#### [Выдержка из источника]
'''

Тем более что зампредсовмина СССР Л. А. Воронин дал задание: к 7 вечера определить температуру реактора. И хоть ты стреляйся. Все дело в том, что без надежной информации о тепловых потоках нельзя было приступить к проектированию саркофага. А концепция саркофага возникла очень рано - еще где-то седьмого мая я услыхал впервые слово «саркофаг» из уст Е. П.  Велихова и В. Д. Письменного. Первая трудность 29 мая была такая: трубу, которую надо было обрезать, чтобы в нее поставить штангу с датчиками, не обрезали. В чем дело? Резали трубу ребята-сварщики из того помещения, в котором мы были. Я вам рассказывал о нем - тесно, жарко, но фон небольшой.  Резали автогеном на длинной штанге, в сам барботер они не лазили. У сварщиков были дозиметры, все как полагается. Один из этих парней снял брезентовую робу - ему было очень жарко - и положил ее на трубу, проходившую рядом. Отработал он свои пятнадцать минут - работа эта очень тяжелая, - надел обратно свою робу, смотрит - а дозиметр зашкалило! Что за чертовщина? Он поднял крик, и они покинули помещение. Вновь туда пришли дозиметристы, и оказалось, что в одном месте эта труба «светит». А когда я туда лазил - не было ничего, это абсолютно точно. Это была труба охлаждения, и, поскольку она проходила через разрушенный реактор, видимо, какой нибудь осколок топлива попал вниз, залетел в горизонтальную часть трубы и образовался такой сумасшедший фон. Совершенно идиотский случай, но в помещение нельзя было заходить. Дозиметристы тщательно все замеряли и решили погасить свечение: постелили на трубу толстый кусок свинца, и все.  Полностью погасили. Когда бригадир убедился, что там все в порядке, он разрешил своим людям работать, и они быстро обрезали трубу.

'''

#### [Блок данных]

'''

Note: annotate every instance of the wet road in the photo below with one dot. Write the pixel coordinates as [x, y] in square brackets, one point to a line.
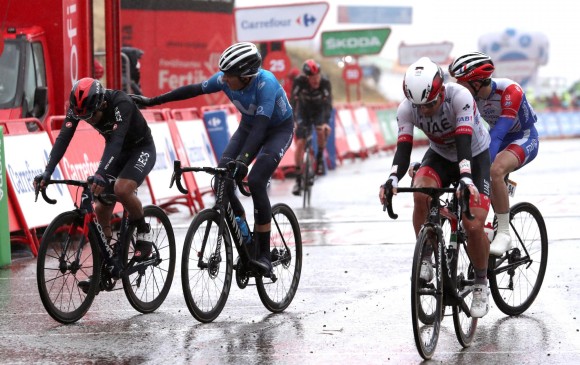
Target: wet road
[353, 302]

'''

#### [Что сделать]
**1.** Ответьте по тексту о трубе охлаждения на три вопроса, отмечая ответы теми же буквами:
(a) К какому часу Л. А. Воронин велел определить температуру реактора?
(b) От кого рассказчик впервые услышал слово «саркофаг»?
(c) Чем дозиметристы погасили свечение трубы?
**2.** Изложите суть текста о трубе охлаждения в двух предложениях.
**3.** Продолжите текст о трубе охлаждения, начиная сразу после его последнего предложения.

#### [Ответы к упражнению]
**1.**
(a) К 7 вечера.
(b) От Е. П. Велихова и В. Д. Письменного.
(c) Толстым куском свинца, который постелили на трубу.

**2.** Без надежных данных о тепловых потоках нельзя было начать проектирование саркофага, а 29 мая трубу, в которую нужно было поставить штангу с датчиками, не смогли сразу обрезать. У сварщика, положившего робу на проходившую рядом трубу, зашкалил дозиметр; дозиметристы накрыли «светящее» место толстым куском свинца, и после этого трубу быстро обрезали.

**3.**
Это одна задержка.

Там вообще на каждом шагу были неожиданности.

А вторая задержка - когда мы начали разгружать кабель, оказалось, что катушку нельзя пронести через дозиметрические стойки коридора, идущего вдоль первого и второго блоков. Черт знает что. Возник легкий переполох, но потом был найден довольно изящный выход: решили кабель размотать на шесть-семь бухт, катушку выбросить, каждому человеку надеть на себя эту бухту - как альпинисту в связке - и тащить ее. Кабель толщиной миллиметров 25, страшно тяжелый.

И потащили мы его, как бурлаки на Волге. На каждого приходилось килограммов по 40. Процессия была - обхохочешься. Первым шел Виктор Гаврилюк. Он бывший десантник, физически сильный, тренированный, очень большой юморист и весельчак. Потом шел Алик Никонов, а я замыкал.  Расстояние между нами было метров десять. Кабель волочился по полу. Ну а самый был смех, когда мы побежали по тому коридору, где высокий уровень.  Это картина! Сначала решали, как бежать: в ногу или не в ногу. Потом Витя Гаврилюк говорит: «Пошли вы... туда-то и туда-то. Главное, чтобы никто не упал, а в ногу или не в ногу - не имеет значения». Пробежали мы там совсем немного... невозможно... Тяжело очень. Пришлось просто быстро идти.

На БЩУ-3 отрубили прямо топором кусок двери и втащили кабель.

Когда вниз тащили кабель, к барботеру, - это была дьявольски тяжелая работа. Проложить вверх-вниз по такой пересеченке 360 метров кабеля, нигде его не порвать, не перегнуть - это... Замучились мы страшно с этим кабелем. А тянули мы сразу не один, а три кабеля. И когда мы наконец подошли к помещению перед барботером, откуда вышли эти ребята-сварщики, замученные, страшно злые, и сказали: «Все. Мы свое дело сделали. Теперь вы...»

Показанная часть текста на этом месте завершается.